Jacques Hassoun et la transmission

A tous ceux qui ignorent…

Si l’« Histoire des Juifs du Nil » élaborée par Jacques Hassoun en 1981 était dédiée « à tous ceux qui ignorent la vie passionnée de cette communauté, mais aussi aux Egyptiens – coptes et musulmans – qui seraient tentés d’oubliés qu’à leurs côtés avaient vécu nombreux ceux que l’on continue à appeler les Juifs d’Égypte, et qui continuent à se désigner comme tels », et si l’histoire de l’Egypte s’est récemment bouleversée sous nos yeux, et s’il est difficile de lire au présent le sens des crises (selon l’exemple fameux de Fabrice del Dongo à Waterloo), il est certainement nécessaire de reprendre les acteurs de l’Histoire un peu plus haut du côté de leur source.
Jacques Hassoun lui-même est né à Alexandrie en octobre 1936 (Chabane 1355, Hechvan 5697 selon les deux calendriers des deux autres monothéismes), et a vécu en France à partir de 1954. Il a consacré plusieurs ouvrages aux Juif d’Egypte, sur un ton d’histoire extrêmement fouillée, sur un ton de lucidité imparable, sur un ton de poésie irrésistible, un ton de tendresse, un ton rarement éthique. Voici son introduction à « L’histoire des juifs du Nil », très cinématographique, aussi :
Montréal : Un homme de 76 ans évoque son père paysan à Méhallah el Kobra.

======

▸ **Objectif a**:
Répondez à ces questions d'après l'extrait :
(i) En quelle année Jacques Hassoun a-t-il élaboré l'« Histoire des Juifs du Nil » ?
(ii) Dans quelle ville est-il né ?
(iii) À partir de quelle année a-t-il vécu en France ?

======

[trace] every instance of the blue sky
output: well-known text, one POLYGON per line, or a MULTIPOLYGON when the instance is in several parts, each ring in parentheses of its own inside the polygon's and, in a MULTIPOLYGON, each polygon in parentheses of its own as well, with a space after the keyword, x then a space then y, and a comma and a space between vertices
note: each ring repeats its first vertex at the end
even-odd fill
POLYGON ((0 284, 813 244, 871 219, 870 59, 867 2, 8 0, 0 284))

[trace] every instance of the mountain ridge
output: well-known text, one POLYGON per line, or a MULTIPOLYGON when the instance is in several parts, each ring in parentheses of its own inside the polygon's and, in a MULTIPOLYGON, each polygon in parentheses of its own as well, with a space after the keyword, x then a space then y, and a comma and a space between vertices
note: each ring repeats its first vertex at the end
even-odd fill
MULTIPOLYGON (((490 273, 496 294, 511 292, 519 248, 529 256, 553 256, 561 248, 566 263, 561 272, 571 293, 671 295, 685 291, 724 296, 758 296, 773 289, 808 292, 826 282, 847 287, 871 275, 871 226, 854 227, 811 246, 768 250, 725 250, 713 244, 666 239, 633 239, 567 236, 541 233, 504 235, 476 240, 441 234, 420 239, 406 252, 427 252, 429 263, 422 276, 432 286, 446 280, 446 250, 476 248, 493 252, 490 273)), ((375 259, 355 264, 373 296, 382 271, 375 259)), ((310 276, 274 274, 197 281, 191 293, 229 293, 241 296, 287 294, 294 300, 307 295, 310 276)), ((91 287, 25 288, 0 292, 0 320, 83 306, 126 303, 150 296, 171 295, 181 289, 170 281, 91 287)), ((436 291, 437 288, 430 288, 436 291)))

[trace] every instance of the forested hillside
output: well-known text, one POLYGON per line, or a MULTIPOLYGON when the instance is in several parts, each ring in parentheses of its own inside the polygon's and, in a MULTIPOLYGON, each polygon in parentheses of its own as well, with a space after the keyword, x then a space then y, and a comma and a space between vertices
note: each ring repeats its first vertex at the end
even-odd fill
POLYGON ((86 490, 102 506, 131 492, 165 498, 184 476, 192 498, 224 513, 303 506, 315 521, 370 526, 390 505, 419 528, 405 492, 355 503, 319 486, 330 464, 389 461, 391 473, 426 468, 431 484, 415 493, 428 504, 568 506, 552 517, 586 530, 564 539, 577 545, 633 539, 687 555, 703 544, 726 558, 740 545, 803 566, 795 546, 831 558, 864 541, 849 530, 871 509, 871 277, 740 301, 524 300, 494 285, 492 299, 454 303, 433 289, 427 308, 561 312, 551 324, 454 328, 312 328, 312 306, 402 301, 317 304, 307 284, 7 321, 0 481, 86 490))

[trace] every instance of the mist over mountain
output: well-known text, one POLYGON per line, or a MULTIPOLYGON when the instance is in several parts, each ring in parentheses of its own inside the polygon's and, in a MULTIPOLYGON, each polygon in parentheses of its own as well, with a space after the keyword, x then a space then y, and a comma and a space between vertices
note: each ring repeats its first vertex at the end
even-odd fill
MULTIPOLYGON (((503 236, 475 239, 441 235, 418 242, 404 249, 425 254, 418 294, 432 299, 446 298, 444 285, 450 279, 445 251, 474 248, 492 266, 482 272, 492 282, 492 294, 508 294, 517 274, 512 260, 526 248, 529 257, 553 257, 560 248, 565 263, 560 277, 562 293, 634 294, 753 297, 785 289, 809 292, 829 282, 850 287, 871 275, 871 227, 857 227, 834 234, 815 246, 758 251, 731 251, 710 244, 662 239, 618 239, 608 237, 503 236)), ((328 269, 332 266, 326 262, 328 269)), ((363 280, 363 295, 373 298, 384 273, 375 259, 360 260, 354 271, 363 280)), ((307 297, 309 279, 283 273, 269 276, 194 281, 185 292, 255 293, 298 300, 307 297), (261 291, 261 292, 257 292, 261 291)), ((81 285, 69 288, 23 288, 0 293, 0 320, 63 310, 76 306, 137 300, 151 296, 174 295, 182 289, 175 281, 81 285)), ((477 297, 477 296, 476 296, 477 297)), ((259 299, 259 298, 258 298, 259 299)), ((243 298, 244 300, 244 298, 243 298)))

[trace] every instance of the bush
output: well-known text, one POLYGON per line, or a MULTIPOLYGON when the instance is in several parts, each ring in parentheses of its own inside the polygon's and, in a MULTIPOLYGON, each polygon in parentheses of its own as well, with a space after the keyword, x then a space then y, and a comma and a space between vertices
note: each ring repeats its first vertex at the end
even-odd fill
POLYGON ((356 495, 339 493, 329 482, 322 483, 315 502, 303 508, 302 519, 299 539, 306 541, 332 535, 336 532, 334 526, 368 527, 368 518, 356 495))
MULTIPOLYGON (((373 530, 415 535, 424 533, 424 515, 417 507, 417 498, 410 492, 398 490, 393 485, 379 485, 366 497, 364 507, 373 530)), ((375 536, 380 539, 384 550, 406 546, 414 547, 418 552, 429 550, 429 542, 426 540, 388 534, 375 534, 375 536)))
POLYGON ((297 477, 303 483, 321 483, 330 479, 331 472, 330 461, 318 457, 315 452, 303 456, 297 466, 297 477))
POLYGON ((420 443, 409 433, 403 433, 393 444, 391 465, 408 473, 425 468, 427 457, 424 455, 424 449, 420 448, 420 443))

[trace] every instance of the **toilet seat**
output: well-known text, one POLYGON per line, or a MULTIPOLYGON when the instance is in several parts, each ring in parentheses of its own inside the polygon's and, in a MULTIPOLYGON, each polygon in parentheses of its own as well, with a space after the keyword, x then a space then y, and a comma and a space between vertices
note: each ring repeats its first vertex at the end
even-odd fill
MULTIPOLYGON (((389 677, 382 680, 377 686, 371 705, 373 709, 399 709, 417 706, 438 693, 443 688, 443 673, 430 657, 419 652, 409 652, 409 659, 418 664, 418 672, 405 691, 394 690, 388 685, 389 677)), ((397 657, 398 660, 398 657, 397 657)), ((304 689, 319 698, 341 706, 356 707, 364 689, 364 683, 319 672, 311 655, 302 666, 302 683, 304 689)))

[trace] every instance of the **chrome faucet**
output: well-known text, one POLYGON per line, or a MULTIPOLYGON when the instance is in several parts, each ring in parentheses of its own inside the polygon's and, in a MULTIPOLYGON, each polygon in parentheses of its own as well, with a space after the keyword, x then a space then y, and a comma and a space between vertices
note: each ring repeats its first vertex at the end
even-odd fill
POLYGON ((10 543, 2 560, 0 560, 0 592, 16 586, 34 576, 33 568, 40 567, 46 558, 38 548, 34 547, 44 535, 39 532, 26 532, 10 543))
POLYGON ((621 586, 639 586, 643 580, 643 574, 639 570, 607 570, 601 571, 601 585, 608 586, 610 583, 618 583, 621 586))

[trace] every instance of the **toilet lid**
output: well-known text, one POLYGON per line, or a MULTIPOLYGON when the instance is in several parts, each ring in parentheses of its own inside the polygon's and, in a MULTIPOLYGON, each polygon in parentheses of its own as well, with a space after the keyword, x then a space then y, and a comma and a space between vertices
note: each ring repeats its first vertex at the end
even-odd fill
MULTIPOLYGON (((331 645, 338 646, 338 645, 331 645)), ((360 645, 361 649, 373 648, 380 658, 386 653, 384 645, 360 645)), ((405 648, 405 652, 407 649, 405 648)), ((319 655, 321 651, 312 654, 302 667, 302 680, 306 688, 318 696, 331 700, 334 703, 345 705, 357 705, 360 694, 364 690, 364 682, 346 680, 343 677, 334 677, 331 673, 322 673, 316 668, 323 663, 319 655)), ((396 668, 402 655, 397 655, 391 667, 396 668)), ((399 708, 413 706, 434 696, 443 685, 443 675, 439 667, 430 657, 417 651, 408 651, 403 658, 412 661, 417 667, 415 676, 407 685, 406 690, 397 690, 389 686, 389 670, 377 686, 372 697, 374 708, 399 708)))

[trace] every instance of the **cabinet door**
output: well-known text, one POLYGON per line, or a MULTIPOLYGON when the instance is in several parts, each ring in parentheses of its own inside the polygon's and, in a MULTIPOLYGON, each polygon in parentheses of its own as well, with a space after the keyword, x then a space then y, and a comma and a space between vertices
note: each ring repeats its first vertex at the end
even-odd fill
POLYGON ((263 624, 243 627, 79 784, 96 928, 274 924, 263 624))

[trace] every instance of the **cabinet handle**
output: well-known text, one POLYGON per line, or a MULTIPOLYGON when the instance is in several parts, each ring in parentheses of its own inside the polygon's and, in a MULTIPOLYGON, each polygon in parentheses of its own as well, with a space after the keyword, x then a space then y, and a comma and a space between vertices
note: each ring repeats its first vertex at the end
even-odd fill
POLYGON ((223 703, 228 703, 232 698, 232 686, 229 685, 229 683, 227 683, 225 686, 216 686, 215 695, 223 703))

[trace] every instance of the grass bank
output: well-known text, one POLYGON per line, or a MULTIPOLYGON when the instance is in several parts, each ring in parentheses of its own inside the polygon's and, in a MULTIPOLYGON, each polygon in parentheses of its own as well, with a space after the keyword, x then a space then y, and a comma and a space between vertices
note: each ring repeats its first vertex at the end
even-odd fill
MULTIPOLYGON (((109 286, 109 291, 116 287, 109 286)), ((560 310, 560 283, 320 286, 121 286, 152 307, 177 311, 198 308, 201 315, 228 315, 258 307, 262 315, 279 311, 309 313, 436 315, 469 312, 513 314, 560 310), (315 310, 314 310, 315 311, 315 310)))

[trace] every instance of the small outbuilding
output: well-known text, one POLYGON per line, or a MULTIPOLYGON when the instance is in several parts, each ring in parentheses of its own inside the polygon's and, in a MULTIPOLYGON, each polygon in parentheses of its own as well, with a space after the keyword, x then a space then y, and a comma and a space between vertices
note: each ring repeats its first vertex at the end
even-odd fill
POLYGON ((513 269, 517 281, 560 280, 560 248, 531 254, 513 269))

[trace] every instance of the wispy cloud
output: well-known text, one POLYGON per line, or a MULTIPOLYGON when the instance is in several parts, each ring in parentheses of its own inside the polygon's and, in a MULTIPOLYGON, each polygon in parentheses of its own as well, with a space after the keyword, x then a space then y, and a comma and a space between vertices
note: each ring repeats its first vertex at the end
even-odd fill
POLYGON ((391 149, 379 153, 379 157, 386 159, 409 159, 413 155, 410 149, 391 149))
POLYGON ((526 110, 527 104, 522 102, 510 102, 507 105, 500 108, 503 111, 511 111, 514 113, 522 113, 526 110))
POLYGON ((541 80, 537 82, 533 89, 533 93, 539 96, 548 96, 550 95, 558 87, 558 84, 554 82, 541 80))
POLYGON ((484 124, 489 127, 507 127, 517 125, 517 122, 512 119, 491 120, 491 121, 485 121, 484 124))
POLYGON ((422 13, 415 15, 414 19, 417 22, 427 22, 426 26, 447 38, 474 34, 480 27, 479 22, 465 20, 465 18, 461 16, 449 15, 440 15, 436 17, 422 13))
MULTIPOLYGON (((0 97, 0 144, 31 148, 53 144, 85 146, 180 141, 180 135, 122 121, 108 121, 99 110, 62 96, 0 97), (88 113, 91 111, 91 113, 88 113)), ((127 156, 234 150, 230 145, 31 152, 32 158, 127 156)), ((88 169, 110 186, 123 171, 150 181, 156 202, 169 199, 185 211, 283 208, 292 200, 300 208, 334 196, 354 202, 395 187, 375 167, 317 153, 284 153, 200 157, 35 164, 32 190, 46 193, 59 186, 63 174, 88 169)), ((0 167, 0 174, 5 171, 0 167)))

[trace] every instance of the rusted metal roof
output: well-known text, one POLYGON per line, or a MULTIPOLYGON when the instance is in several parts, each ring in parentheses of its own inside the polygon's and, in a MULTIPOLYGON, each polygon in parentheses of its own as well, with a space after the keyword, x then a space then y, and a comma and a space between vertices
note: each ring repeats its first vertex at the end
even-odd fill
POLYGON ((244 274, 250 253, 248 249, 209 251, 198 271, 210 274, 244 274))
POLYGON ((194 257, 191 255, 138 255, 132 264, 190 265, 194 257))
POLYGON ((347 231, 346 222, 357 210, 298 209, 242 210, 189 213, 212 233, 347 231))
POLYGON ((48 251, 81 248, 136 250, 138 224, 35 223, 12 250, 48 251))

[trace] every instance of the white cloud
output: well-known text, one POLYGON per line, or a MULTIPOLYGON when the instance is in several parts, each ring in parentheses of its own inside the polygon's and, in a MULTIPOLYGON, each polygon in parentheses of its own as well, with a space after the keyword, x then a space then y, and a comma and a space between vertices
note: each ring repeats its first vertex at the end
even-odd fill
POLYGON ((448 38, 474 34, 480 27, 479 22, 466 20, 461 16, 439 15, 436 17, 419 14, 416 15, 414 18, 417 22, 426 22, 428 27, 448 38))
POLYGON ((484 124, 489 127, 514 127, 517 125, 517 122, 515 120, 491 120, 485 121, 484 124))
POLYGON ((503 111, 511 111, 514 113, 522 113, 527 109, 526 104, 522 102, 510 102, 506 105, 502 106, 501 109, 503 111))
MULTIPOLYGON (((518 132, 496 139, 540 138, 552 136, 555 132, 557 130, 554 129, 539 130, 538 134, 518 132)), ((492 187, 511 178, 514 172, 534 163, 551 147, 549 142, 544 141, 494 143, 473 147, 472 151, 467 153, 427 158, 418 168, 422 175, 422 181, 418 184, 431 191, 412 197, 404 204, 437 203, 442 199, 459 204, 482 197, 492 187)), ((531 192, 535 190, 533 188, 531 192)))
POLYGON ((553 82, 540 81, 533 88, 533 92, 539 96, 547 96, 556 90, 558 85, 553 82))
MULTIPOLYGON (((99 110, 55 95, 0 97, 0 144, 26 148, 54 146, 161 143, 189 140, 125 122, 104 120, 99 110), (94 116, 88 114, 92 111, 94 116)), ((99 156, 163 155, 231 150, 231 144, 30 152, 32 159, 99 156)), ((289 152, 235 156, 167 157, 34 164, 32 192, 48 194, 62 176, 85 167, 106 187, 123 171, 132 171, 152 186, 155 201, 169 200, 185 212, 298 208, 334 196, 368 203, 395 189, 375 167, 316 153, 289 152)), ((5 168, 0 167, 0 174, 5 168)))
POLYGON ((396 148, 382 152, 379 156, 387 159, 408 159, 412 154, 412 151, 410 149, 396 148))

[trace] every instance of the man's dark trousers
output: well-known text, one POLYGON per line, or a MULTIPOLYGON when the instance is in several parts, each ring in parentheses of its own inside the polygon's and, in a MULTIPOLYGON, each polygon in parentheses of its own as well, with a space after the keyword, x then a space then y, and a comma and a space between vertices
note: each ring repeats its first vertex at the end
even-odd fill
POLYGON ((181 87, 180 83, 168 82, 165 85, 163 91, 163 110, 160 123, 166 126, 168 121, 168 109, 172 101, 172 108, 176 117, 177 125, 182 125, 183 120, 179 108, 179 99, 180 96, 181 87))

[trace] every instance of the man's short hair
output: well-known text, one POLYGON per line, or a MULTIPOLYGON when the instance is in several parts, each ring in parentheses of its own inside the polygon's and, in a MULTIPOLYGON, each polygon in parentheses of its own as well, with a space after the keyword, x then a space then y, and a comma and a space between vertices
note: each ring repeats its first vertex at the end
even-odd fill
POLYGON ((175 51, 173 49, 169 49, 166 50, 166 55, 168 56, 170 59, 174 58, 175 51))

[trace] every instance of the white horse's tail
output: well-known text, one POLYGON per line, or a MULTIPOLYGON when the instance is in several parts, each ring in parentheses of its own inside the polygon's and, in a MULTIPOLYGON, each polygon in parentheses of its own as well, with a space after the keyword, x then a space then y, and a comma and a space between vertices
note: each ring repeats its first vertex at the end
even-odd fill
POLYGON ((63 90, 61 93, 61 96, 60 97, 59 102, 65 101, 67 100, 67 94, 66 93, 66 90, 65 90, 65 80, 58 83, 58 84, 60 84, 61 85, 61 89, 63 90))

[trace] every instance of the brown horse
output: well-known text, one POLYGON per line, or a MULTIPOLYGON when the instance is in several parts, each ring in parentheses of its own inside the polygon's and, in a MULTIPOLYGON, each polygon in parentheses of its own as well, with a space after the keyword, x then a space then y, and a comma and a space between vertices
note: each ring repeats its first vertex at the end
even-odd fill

======

▸ **Objectif b**:
Redimensionnez les lignes des données en commençant par celle qui contient « [trace] every instance of the mountain ridge » et en terminant par celle qui contient « MULTIPOLYGON (((490 273, 496 », toutes deux incluses. Reproduisez uniquement ces lignes, consignes comprises, en multipliant chaque coordonnée des réponses par 2,05 et en arrondissant à l'entier, les demis vers le haut.

▸ **Résultat attendu a**:
(i) En 1981.
(ii) À Alexandrie.
(iii) À partir de 1954.

▸ **Résultat attendu b**:
[trace] every instance of the mountain ridge
output: well-known text, one POLYGON per line, or a MULTIPOLYGON when the instance is in several parts, each ring in parentheses of its own inside the polygon's and, in a MULTIPOLYGON, each polygon in parentheses of its own as well, with a space after the keyword, x then a space then y, and a comma and a space between vertices
note: each ring repeats its first vertex at the end
even-odd fill
MULTIPOLYGON (((1005 560, 1017 603, 1048 599, 1064 508, 1084 525, 1134 525, 1150 508, 1160 539, 1150 558, 1171 601, 1376 605, 1404 597, 1484 607, 1554 607, 1585 592, 1656 599, 1693 578, 1736 588, 1786 564, 1786 463, 1751 465, 1663 504, 1574 513, 1486 513, 1462 500, 1365 490, 1298 490, 1162 484, 1109 478, 1033 482, 976 492, 904 480, 861 490, 832 517, 875 517, 879 539, 865 566, 886 586, 914 574, 914 513, 976 508, 1011 517, 1005 560)), ((769 531, 728 541, 765 607, 783 556, 769 531)), ((636 566, 562 562, 404 576, 392 601, 469 601, 494 607, 588 603, 603 615, 629 605, 636 566)), ((187 588, 51 590, 0 599, 0 656, 170 627, 258 621, 308 607, 351 605, 371 592, 349 576, 187 588)), ((894 597, 896 590, 882 590, 894 597)))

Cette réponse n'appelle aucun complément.